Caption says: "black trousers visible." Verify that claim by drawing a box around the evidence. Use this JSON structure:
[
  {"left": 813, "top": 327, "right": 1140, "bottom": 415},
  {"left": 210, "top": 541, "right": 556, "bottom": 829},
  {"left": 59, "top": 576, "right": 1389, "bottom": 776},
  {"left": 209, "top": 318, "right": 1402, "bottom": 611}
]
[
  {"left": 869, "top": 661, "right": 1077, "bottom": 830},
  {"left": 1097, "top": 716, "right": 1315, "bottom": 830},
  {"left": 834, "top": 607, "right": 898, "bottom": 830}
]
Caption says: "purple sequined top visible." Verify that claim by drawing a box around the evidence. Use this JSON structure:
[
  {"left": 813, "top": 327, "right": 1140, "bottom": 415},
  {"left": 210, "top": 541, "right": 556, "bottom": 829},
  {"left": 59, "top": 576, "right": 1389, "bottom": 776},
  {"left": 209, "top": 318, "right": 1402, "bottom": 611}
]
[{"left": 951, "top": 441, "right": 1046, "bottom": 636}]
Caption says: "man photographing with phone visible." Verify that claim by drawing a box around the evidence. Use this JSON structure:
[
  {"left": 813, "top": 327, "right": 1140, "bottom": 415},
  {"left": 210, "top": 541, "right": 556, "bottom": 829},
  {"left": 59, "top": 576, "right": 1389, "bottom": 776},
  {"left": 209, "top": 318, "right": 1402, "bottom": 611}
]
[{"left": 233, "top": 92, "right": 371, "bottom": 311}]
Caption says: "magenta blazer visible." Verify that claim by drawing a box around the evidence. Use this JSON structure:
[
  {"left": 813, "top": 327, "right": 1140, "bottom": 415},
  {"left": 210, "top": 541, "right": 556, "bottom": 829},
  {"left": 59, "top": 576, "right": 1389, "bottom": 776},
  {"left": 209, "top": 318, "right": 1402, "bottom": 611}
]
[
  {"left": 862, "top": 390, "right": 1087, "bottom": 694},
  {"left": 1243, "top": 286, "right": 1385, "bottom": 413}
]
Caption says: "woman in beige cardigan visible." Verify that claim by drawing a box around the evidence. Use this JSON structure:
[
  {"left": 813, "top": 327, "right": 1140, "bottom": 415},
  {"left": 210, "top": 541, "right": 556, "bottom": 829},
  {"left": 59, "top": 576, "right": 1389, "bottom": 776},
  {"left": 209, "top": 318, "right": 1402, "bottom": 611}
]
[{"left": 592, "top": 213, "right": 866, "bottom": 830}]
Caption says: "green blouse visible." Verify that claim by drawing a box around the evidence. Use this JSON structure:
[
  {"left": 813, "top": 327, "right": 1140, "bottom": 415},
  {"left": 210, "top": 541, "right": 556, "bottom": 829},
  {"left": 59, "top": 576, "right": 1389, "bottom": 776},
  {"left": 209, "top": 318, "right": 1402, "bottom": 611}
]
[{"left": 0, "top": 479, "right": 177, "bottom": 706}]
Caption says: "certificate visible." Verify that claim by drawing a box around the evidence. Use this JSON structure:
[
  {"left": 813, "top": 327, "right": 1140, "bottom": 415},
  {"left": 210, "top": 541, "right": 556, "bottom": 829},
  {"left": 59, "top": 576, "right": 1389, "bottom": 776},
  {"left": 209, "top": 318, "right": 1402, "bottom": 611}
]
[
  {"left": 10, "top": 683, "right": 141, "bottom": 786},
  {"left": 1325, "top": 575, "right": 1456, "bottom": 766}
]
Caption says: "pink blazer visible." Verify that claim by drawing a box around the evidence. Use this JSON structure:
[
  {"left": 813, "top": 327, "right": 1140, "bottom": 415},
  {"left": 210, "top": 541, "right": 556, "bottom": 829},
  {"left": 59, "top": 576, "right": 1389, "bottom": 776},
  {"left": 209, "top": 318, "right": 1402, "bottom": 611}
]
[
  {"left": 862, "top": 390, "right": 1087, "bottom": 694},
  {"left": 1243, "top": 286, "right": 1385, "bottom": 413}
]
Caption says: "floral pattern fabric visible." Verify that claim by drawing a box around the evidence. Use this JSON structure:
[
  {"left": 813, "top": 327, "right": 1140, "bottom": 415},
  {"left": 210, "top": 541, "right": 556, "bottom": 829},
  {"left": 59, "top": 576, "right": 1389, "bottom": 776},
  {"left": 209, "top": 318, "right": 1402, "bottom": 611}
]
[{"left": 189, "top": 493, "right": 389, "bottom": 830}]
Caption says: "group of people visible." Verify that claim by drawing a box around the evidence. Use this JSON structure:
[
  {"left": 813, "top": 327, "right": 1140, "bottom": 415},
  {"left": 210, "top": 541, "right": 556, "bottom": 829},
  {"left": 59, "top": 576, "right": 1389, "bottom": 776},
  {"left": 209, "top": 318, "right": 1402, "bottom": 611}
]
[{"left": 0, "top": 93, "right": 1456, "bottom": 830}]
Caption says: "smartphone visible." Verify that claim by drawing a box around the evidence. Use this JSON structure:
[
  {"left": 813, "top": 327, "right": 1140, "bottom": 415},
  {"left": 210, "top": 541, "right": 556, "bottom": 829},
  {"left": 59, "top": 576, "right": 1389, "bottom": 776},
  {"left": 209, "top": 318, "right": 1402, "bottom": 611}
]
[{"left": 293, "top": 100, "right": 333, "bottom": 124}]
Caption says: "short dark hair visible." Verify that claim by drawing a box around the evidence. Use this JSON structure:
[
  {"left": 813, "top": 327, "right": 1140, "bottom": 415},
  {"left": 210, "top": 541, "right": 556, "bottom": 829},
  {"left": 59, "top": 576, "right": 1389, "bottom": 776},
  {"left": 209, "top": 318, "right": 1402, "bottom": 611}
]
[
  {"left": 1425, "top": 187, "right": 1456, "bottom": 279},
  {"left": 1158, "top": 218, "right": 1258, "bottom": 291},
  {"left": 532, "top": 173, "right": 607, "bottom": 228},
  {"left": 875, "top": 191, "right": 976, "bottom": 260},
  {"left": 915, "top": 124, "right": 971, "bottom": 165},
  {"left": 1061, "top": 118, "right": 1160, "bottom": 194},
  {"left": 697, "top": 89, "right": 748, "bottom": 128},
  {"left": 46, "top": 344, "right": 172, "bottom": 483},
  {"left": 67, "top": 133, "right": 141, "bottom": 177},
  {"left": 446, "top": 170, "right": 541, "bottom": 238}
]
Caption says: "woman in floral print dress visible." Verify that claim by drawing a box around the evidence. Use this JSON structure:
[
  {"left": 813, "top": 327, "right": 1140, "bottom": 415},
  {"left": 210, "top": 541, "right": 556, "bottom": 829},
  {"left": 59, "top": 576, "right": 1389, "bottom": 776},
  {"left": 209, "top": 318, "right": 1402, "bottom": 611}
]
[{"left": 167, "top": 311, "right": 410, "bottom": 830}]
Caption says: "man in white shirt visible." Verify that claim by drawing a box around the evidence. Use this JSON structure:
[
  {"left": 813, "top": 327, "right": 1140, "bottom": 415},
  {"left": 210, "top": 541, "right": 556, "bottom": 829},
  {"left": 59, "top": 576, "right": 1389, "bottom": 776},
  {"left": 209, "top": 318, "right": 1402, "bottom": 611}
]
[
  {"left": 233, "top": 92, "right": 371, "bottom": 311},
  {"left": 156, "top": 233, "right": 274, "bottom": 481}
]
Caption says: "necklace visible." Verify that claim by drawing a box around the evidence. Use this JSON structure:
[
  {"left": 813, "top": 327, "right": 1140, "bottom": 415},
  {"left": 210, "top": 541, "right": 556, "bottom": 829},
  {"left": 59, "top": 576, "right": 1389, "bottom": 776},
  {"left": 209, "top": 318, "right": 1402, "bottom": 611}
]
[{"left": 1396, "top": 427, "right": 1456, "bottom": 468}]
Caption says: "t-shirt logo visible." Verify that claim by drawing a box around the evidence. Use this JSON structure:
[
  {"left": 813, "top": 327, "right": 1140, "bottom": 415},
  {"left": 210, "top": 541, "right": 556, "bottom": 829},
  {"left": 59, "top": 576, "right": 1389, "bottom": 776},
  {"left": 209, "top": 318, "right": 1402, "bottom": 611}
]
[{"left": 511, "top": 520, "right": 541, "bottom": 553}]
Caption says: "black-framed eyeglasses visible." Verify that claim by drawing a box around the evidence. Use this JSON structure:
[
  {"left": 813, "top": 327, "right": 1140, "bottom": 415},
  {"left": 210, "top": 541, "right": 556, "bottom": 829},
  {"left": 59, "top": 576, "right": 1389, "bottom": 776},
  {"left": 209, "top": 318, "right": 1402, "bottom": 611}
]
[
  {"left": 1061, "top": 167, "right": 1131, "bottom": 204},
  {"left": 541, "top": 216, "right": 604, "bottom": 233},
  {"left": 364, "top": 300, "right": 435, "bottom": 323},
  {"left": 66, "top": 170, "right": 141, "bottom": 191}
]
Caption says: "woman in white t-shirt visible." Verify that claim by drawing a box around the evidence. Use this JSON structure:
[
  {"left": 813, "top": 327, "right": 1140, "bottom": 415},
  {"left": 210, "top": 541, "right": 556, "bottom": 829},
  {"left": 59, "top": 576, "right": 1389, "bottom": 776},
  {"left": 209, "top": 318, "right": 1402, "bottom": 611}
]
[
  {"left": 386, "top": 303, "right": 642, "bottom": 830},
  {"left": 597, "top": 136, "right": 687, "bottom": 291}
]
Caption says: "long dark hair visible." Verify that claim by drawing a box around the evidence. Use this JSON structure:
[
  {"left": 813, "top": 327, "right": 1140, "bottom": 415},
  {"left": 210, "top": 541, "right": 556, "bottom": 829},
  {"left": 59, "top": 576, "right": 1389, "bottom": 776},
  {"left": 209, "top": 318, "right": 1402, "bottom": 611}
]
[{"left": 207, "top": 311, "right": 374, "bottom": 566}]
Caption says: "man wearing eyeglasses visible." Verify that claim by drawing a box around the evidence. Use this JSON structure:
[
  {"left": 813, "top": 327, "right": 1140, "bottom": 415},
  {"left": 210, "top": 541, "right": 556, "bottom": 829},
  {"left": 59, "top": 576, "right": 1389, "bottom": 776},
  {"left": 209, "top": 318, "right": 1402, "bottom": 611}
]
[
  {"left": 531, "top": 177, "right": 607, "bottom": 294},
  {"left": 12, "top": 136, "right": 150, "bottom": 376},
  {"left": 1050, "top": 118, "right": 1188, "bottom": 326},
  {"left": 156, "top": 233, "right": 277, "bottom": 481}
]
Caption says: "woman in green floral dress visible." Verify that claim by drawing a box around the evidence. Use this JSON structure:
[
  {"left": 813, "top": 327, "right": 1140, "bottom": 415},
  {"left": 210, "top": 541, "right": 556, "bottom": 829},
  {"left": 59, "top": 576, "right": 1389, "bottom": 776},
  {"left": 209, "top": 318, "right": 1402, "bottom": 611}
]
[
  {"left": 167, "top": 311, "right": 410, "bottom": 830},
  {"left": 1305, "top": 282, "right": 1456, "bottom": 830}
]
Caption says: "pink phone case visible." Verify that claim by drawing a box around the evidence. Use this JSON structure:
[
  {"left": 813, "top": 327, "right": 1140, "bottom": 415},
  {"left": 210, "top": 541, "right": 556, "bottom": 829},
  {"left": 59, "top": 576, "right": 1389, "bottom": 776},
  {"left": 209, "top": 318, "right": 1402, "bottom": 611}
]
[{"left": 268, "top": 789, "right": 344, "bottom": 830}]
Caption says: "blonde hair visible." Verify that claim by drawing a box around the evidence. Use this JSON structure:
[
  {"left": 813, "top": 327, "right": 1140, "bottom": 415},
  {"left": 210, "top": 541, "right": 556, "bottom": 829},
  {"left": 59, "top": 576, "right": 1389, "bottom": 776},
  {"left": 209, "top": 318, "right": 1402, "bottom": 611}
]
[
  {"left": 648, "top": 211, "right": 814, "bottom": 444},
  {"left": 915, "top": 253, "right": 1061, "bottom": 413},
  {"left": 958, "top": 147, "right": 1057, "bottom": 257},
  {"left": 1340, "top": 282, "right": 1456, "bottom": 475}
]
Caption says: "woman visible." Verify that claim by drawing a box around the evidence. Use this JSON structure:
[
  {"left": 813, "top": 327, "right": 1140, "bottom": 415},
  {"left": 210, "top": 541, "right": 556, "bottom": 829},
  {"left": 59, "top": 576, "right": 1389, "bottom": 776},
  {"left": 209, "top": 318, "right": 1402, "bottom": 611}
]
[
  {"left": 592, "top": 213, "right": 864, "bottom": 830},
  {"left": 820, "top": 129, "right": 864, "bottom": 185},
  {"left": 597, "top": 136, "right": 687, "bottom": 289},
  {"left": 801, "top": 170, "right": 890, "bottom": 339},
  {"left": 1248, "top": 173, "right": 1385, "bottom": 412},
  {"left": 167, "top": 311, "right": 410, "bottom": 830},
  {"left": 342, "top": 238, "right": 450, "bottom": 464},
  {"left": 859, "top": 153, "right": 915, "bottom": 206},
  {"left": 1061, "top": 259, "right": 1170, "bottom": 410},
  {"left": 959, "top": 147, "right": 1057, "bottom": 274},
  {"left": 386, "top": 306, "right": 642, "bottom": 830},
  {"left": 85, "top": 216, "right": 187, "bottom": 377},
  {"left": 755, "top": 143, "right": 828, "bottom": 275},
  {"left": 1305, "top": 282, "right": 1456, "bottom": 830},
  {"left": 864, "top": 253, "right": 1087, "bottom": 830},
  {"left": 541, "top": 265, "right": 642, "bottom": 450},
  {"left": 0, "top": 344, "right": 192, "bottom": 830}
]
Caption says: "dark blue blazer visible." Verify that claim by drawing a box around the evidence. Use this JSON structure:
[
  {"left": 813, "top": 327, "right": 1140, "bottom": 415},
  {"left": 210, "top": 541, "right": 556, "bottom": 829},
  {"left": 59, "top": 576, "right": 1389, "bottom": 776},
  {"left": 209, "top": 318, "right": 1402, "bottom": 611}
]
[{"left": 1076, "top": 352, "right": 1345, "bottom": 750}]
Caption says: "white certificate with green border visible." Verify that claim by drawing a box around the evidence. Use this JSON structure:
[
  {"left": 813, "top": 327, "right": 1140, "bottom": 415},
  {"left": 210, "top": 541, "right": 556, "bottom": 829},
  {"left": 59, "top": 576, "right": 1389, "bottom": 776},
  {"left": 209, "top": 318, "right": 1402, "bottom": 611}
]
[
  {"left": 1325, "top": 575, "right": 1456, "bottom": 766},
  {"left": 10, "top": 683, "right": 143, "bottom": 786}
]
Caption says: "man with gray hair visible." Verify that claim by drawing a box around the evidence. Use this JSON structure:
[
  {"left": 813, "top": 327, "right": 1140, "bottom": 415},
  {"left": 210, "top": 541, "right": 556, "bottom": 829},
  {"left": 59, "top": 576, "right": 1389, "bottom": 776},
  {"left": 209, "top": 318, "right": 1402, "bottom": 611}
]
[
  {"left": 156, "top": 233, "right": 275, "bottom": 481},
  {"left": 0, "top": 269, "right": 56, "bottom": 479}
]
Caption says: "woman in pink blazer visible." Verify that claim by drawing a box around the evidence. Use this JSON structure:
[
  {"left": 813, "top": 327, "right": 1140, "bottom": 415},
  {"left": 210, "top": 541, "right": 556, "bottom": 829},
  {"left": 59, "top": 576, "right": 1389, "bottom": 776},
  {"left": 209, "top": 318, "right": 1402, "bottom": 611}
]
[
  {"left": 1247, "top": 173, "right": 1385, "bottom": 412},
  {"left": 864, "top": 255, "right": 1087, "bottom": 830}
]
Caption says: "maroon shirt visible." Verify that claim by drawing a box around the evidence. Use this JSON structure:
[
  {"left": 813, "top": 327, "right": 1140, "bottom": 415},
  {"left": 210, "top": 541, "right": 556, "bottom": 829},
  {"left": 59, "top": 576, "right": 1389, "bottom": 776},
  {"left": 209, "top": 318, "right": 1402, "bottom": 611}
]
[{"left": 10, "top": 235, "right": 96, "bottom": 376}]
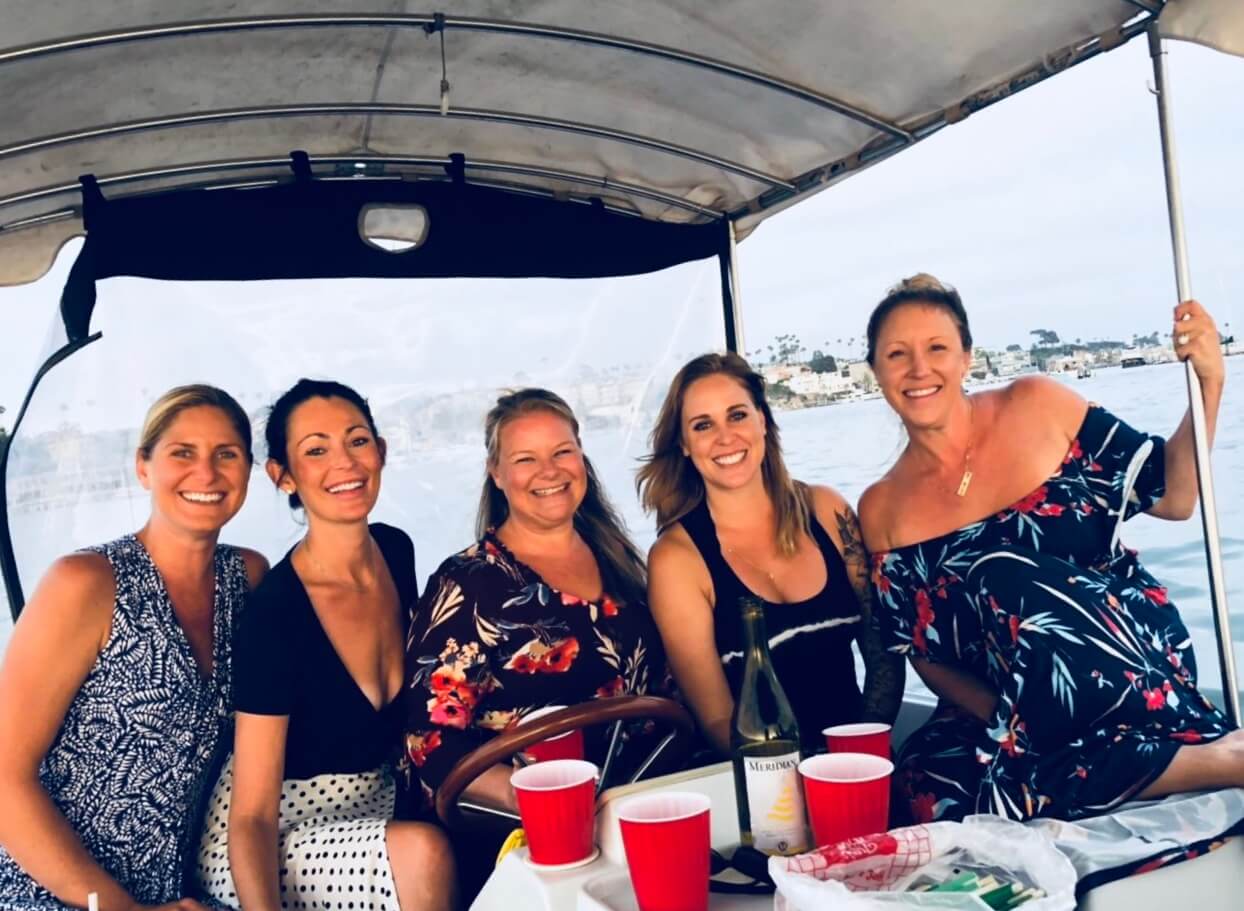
#####
> _CHALLENGE_:
Identify each line of the records that contains the word "woman", and copy those lines.

> _WORKED ANSWER_:
Caption says: "woman in beige cardigan visible." Verify that claim by drawing a box around the evidence. Use this JSON structure:
Caption says: "woman in floral print dress visible." Verify that claim by drawing a box around the evidence. Use this JSON structure:
Caption says: "woman in white t-shirt visible." Verify that claim by drawing a box around the evidence. Use this JSON structure:
Caption says: "woman in green floral dress visible." Verify that claim by drawing a box around the evidence. Use this JSON structure:
Caption says: "woman visible." Verify that claim by drawing a box around the evidence. Use this JSON structure:
Caption says: "woman in pink blazer visible." Verify that claim by drawing a box around the evidence. Use this JSON structure:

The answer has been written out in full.